------ RECORD EXTRACTS ------
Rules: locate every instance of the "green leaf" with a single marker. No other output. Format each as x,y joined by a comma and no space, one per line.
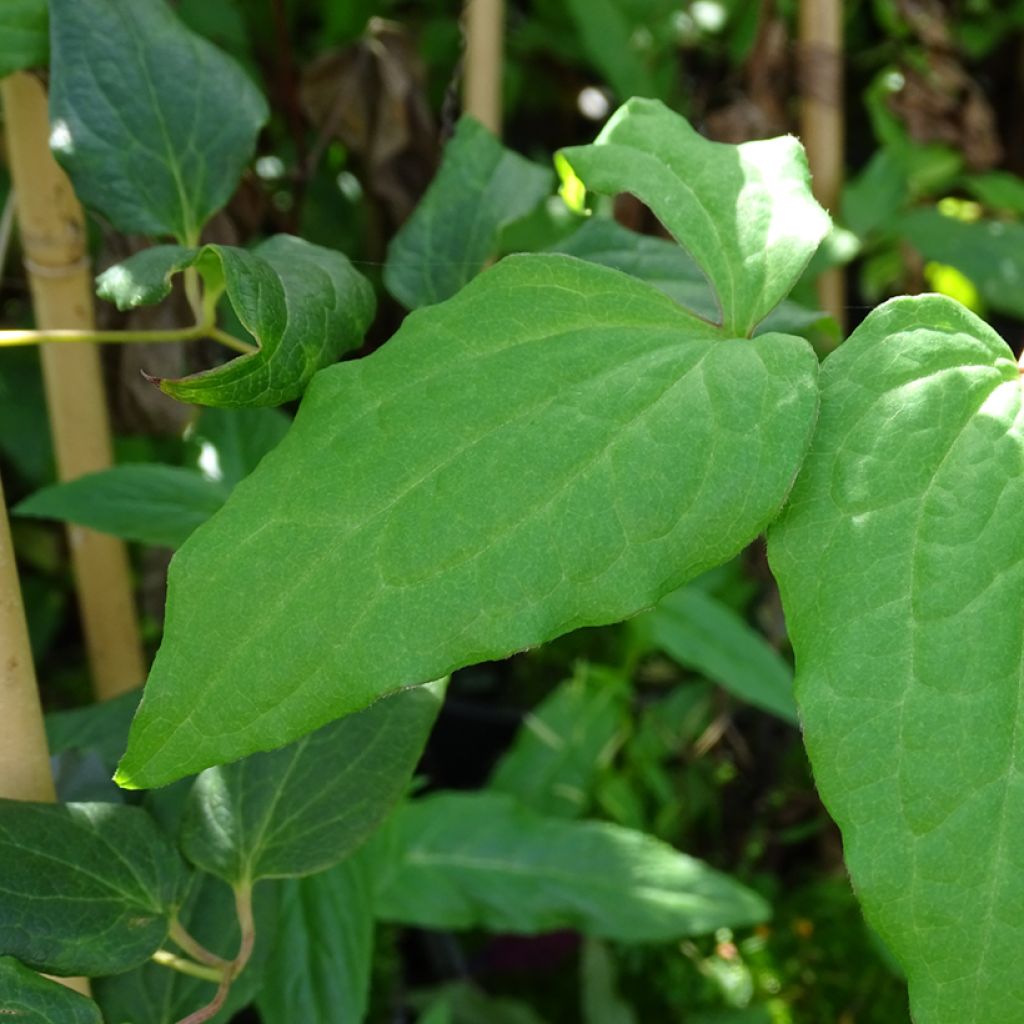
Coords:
101,727
480,187
700,633
590,446
662,263
148,503
153,123
303,304
231,441
156,994
989,252
744,213
898,558
84,888
24,35
26,997
303,808
482,860
564,742
321,968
------
**TASK TO COMPLETE:**
Return, exactly as they stand, all of the lines above, but not the pictures.

**WRITTEN SOLUTION:**
Rules: locate every instance of the "green leaf" with a single marker. No other output. Format each as x,y joined by a comma and no space, one per line.
Coords:
101,727
480,187
700,633
590,446
662,263
148,503
153,123
303,304
231,441
156,994
989,252
744,213
898,558
84,888
24,35
26,997
303,808
482,860
564,742
321,968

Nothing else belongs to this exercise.